▶ Input data:
■ ■ ■ ■

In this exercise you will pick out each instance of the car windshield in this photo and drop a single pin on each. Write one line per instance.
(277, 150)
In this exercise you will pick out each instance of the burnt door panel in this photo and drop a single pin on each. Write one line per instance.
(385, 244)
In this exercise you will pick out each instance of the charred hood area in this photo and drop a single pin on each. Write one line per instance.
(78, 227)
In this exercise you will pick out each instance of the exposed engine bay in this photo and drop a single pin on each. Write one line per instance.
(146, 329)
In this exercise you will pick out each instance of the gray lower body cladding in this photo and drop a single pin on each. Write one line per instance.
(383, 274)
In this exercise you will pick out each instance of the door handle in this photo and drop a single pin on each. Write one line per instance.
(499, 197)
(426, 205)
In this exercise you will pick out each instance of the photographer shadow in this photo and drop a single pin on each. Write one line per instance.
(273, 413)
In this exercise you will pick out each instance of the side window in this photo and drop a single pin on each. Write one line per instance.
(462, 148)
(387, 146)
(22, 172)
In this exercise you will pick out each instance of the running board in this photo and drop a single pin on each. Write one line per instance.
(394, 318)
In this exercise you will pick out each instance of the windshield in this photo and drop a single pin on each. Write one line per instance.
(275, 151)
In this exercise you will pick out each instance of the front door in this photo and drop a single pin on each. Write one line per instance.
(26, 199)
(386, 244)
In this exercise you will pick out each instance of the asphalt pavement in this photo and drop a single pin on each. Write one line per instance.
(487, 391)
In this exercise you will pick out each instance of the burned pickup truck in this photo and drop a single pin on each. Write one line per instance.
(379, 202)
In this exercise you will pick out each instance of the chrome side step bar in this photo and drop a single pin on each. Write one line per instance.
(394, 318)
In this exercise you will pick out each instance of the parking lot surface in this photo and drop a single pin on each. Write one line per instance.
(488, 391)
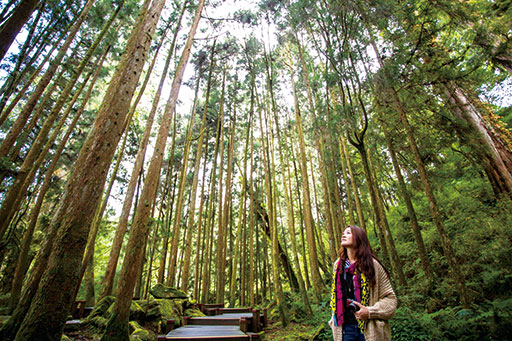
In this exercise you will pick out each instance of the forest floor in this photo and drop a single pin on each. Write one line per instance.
(294, 331)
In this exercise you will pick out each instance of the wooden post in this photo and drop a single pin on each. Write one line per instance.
(256, 320)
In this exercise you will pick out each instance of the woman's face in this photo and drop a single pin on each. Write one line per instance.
(346, 239)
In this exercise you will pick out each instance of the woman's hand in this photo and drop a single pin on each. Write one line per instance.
(362, 313)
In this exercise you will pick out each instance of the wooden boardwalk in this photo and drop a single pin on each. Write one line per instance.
(231, 324)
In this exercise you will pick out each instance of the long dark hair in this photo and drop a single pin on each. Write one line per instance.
(364, 253)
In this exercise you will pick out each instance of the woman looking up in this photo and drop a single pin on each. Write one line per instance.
(362, 298)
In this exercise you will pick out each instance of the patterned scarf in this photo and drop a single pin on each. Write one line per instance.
(361, 291)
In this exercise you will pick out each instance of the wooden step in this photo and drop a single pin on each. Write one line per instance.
(198, 332)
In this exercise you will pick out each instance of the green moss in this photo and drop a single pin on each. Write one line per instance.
(133, 326)
(136, 311)
(98, 321)
(116, 329)
(142, 334)
(163, 291)
(194, 312)
(101, 308)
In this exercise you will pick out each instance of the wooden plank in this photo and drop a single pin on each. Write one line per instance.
(235, 310)
(191, 332)
(214, 320)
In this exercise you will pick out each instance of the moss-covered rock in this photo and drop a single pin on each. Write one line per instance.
(136, 312)
(163, 291)
(133, 326)
(98, 321)
(142, 334)
(101, 308)
(3, 319)
(194, 312)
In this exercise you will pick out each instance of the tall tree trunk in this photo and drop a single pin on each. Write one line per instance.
(496, 155)
(12, 27)
(117, 327)
(317, 282)
(425, 262)
(192, 206)
(40, 147)
(108, 279)
(84, 188)
(181, 192)
(89, 283)
(434, 209)
(98, 216)
(219, 261)
(23, 263)
(200, 240)
(27, 109)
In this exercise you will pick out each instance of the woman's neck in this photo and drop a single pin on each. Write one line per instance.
(351, 254)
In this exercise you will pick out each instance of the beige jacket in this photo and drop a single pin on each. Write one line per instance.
(382, 307)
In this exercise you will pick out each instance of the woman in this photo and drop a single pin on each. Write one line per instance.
(362, 297)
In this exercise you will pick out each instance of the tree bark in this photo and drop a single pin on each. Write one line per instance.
(76, 209)
(40, 146)
(23, 263)
(27, 109)
(117, 327)
(12, 27)
(108, 279)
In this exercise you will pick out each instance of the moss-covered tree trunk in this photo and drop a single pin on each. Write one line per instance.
(23, 263)
(10, 29)
(84, 189)
(27, 109)
(117, 327)
(108, 280)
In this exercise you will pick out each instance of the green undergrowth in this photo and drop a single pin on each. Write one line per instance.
(489, 320)
(147, 318)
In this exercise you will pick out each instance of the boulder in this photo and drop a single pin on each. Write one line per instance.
(141, 335)
(163, 291)
(101, 308)
(136, 312)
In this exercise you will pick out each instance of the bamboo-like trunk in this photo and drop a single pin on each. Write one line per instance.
(181, 191)
(117, 327)
(219, 260)
(76, 209)
(27, 109)
(192, 206)
(40, 147)
(23, 263)
(108, 279)
(10, 29)
(425, 262)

■ ■ ■ ■

▶ Requirement: Pictures don't belong in the copy. Transcribe every record exactly as it appears.

▶ Worked solution:
In this exercise you will pick out each instance of the car windshield in this photo and drop a single pin on each. Write one line per instance.
(277, 150)
In this exercise you will pick out each instance of the burnt door panel in this photo and drop a single pin on each. Write one line per instance.
(385, 244)
In this exercise you will pick out each instance of the charred hood area in this photo and drop a single pin on each. Write one line per instance.
(78, 227)
In this exercise you will pick out each instance of the exposed engine bay in this photo and drop a single pin on each. Write one line per instance.
(146, 329)
In this exercise you will pick out each instance of the gray lower body cladding in this photo and drop a single pin on each. Write one line per instance.
(383, 274)
In this exercise you will pick out each instance of the door handle in this photo and drop a single pin on each. Write one line per instance.
(499, 197)
(426, 205)
In this exercise you will pick out each instance of the photographer shadow in this photo and drop a single pin on each. Write one line per instance.
(273, 413)
In this exercise you will pick out each instance of the side window in this photo and drop a single pin on each. Write one line per instance.
(462, 148)
(387, 146)
(22, 172)
In this exercise you will pick out each instance of the running board in this photo and drop a single pin on each. Write one line per instance.
(394, 318)
In this exercise you will pick out each instance of the windshield in this photo and drop a single pin on each. Write one line per instance.
(275, 151)
In this exercise you will pick out each instance of the front door in this photo and drop a single pin on each. Write one line per instance.
(26, 199)
(386, 244)
In this exercise you will pick out each instance of the asphalt pavement in this photo and drop a single pin on each. Write one line per instance.
(487, 391)
In this exercise you will pick out each instance of the burned pickup truck in this photo and drop a single pin on each. Write one line per instance.
(379, 202)
In this exercise you will pick out each instance of the chrome side step bar in this photo and drop a single pin on each. Write one line per instance.
(394, 318)
In this exercise you will pick out each instance of the parking lot surface in this photo and drop a single pin on each. Write one line per instance.
(488, 391)
In this exercise you will pick out each instance of the forest floor in this photo and drop a single pin on each. Write one line per instance.
(294, 331)
In this exercise you will pick out each instance of the wooden post in this photo and drop a single pin on each. Write one line per instance.
(256, 320)
In this exercise you will pick out each instance of the woman's face in this photo and drop a single pin on each. Write one line per instance.
(346, 239)
In this exercise you will pick out each instance of the woman's hand in this photo and drop a single pin on each. Write one line per instance.
(362, 313)
In this exercise you will pick out each instance of the wooden boardwalk in this photo and drop a single pin on each. Write one line per instance.
(231, 324)
In this exercise you will pick out each instance of the long dark hair in this photo and drop a single pin on each. Write one line per instance.
(364, 253)
In this exercise you will pick out each instance of the woman looking up in this photo and drop a single pin on each. Write one line per instance.
(362, 298)
In this exercise you will pick out each instance of the patterned scarf in this photo and drop a single pin on each. Write one line per instance.
(361, 291)
In this exercise you will pick out each instance of the wooden step in this photo and drop a single pin on each. Write one line per instance.
(198, 332)
In this exercise you will pick out each instance of the green moss in this photo and drop a single pin on each. Write one line per instance.
(133, 326)
(136, 311)
(98, 321)
(116, 329)
(142, 334)
(163, 291)
(194, 312)
(101, 308)
In this exercise you will pick out each instance of the wooden plank in this photo and drop a single pin on each. Write one line per instance.
(235, 310)
(191, 332)
(214, 320)
In this exercise you will pick out each instance of the moss-covered rock in this photo and drop a single pin on each. Write one line per instance.
(136, 312)
(163, 291)
(133, 326)
(98, 321)
(142, 334)
(101, 308)
(3, 319)
(194, 312)
In this exercise you will pick out each instance of the tall tree trunk in this photo and drop a single pin on each. Write one line per instance.
(496, 155)
(12, 27)
(117, 327)
(317, 282)
(425, 262)
(192, 206)
(40, 147)
(108, 279)
(84, 188)
(181, 192)
(89, 283)
(434, 209)
(98, 216)
(219, 261)
(23, 263)
(200, 240)
(27, 109)
In this exercise you will pick out each instance of the woman's neck in this photo and drop a single pin on each. Write one line per instance.
(351, 254)
In this exercise you will pick out each instance of the beige jacket in this photo and drop a single pin on each. Write one line per instance.
(382, 307)
In this exercise you will pick out each instance of the woman in this photo and drop a single pin on each. Write one line per instance.
(362, 297)
In this exercise you will pick out each instance of the tree bark in this photo and drop a single pin on each. Write one line per instance.
(76, 209)
(40, 146)
(23, 263)
(27, 109)
(117, 327)
(12, 27)
(108, 279)
In this exercise you will pick out each instance of the moss-covered tree trunk in this photo and drop a single pin on each. Write one line per instance.
(23, 263)
(10, 29)
(84, 189)
(27, 109)
(117, 327)
(108, 280)
In this exercise you will pick out each instance of the green undergrowth in this photo and drop a single pin on each. Write one line per instance.
(489, 320)
(147, 318)
In this exercise you will pick out each instance of the boulder in this photo and drop a single pin on each. Write one line per instance.
(141, 335)
(163, 291)
(101, 308)
(136, 312)
In this exercise you will pick out each instance of the bamboo-like trunk in this photo and drop a single pin on each. Write one line per instance.
(181, 191)
(117, 327)
(219, 260)
(76, 209)
(27, 109)
(192, 206)
(40, 147)
(23, 263)
(108, 279)
(10, 29)
(425, 262)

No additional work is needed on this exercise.